§ **Exercise**: Return the rows from the line containing "job: **dark tree line**" up to and including the line containing "Trace the outline of every instance of the **dark", reproducing each line exactly.

§ **Stored data**:
┏━━

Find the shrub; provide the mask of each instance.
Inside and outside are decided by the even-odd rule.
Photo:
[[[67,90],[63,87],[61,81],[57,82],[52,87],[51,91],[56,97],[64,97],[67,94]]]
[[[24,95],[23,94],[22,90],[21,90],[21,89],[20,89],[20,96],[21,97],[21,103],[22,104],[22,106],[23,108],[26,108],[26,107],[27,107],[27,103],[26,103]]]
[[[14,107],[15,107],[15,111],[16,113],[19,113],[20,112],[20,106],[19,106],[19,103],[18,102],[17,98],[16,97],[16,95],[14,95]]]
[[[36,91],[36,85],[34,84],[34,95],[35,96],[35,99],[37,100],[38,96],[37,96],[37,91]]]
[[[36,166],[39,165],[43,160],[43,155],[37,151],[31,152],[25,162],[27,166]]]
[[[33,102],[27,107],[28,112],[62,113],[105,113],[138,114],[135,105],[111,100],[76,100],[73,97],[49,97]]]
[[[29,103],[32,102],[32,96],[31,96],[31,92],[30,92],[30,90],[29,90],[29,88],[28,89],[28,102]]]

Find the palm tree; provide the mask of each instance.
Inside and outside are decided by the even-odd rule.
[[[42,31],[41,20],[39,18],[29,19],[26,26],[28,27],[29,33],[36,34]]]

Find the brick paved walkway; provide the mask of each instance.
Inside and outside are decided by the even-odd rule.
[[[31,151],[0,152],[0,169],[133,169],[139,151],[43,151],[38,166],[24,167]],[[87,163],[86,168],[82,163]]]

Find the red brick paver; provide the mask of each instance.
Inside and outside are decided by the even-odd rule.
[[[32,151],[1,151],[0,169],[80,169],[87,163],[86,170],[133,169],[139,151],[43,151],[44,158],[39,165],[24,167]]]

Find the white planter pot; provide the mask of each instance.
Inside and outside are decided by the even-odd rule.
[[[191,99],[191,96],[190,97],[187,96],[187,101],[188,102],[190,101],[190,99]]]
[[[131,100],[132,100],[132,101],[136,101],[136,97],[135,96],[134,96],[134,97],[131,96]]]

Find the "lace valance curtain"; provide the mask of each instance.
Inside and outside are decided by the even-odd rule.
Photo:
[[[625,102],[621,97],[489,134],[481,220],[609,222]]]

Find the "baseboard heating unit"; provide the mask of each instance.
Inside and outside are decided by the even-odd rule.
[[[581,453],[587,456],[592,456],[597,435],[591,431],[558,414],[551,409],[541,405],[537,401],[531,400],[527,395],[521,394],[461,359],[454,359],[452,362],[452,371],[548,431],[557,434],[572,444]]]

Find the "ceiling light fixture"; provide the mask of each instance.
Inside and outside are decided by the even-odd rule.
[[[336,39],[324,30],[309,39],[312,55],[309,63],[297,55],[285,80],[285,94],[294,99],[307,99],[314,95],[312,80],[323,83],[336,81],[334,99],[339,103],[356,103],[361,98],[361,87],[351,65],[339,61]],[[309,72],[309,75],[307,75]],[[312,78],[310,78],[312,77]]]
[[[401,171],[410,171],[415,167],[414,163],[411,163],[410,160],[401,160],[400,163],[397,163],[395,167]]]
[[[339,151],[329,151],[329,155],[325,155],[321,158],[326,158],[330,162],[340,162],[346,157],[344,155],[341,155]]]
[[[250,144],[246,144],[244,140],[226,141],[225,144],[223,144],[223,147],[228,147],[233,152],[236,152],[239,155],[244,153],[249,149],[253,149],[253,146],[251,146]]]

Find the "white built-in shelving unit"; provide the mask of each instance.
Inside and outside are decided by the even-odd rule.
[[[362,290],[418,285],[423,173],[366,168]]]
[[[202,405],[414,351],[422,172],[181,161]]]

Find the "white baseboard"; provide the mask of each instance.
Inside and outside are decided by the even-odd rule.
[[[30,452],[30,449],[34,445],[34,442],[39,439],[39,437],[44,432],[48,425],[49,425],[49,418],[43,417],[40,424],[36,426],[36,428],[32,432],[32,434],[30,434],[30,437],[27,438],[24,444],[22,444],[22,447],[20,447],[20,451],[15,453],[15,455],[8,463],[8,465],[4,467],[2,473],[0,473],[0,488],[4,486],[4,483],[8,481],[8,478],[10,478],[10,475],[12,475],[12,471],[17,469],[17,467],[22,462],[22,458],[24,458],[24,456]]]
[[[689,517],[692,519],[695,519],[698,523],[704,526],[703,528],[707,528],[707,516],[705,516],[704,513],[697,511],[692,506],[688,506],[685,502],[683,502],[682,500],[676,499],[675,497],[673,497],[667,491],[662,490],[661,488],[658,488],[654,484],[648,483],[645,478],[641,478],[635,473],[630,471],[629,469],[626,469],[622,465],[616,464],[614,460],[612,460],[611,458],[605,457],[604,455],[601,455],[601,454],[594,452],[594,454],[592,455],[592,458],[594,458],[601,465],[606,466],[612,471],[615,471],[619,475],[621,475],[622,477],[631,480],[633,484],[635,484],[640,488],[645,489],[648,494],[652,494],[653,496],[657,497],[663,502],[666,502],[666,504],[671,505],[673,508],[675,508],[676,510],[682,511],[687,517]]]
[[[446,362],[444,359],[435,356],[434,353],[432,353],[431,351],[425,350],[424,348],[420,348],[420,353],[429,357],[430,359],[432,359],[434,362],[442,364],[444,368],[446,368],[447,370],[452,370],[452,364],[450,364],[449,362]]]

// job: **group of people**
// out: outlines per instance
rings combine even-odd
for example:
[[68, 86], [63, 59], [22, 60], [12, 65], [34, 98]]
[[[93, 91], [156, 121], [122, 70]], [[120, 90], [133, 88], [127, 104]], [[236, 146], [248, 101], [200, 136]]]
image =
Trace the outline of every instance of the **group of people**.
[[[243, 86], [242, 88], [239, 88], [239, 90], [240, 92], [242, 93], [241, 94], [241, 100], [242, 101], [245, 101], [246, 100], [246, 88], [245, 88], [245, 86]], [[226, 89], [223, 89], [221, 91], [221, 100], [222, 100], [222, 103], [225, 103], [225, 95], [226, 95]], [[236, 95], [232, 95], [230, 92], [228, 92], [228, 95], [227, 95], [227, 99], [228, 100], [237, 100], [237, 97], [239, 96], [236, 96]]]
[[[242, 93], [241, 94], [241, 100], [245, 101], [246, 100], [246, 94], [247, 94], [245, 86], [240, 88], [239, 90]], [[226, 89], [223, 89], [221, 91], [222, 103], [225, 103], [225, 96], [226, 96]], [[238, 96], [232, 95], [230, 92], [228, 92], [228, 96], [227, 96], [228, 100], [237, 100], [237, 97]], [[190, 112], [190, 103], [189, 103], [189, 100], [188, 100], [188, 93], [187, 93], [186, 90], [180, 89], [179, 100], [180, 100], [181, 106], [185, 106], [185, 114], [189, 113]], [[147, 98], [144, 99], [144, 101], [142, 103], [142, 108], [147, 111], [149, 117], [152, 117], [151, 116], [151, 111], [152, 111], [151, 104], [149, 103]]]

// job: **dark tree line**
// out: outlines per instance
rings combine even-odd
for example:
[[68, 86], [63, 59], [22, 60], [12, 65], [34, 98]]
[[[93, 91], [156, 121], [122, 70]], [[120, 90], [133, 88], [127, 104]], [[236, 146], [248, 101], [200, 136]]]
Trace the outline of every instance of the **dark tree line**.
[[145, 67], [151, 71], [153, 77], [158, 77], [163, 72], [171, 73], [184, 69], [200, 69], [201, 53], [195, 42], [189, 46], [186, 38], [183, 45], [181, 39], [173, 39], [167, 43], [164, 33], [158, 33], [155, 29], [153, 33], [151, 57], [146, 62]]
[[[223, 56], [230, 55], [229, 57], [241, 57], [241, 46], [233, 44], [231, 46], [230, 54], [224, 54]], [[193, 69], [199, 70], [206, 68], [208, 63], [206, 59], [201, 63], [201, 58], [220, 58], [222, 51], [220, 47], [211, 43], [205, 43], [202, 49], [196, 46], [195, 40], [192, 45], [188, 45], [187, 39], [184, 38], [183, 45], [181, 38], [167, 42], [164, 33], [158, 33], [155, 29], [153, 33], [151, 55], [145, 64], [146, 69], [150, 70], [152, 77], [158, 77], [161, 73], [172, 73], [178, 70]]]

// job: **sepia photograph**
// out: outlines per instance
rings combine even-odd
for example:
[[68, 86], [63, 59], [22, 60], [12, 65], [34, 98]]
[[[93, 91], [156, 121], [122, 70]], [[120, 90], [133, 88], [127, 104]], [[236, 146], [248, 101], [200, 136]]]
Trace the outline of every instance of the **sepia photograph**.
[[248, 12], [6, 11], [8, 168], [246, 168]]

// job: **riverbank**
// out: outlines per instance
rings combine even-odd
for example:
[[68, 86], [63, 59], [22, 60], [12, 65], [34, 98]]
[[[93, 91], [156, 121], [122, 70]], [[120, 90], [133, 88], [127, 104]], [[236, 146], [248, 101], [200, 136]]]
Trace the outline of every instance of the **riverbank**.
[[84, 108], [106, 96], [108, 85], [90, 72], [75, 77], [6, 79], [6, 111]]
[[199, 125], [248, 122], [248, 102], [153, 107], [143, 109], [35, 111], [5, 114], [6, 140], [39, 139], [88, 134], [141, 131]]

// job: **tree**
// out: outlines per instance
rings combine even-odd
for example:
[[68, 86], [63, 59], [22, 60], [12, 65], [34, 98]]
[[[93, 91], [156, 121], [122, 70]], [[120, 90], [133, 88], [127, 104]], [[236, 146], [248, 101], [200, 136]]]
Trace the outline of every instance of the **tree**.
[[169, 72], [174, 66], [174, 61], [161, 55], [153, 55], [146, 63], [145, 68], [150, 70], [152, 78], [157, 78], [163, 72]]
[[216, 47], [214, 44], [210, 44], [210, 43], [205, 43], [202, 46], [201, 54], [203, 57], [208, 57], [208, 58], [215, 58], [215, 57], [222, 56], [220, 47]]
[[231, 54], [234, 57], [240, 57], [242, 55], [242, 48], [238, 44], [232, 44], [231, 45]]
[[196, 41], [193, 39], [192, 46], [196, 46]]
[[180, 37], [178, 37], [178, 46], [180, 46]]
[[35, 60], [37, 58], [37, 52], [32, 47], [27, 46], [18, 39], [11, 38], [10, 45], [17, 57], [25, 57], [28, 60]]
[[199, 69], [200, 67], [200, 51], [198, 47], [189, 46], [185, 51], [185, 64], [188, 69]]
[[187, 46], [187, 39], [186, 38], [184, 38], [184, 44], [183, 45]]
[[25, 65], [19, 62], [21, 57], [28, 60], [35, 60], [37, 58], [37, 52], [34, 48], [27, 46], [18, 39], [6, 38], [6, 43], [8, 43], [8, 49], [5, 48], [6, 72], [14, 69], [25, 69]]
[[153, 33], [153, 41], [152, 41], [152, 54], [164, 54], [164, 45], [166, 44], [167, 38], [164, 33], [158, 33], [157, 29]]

┗━━

§ **Response**:
// job: **dark tree line**
// out: outlines per instance
rings combine even-odd
for example:
[[68, 86], [63, 59], [22, 60], [12, 65], [34, 98]]
[[[93, 91], [156, 121], [122, 70]], [[120, 90], [133, 88], [127, 104]], [[236, 146], [248, 101], [200, 136]]]
Trace the outline of every instance of the **dark tree line**.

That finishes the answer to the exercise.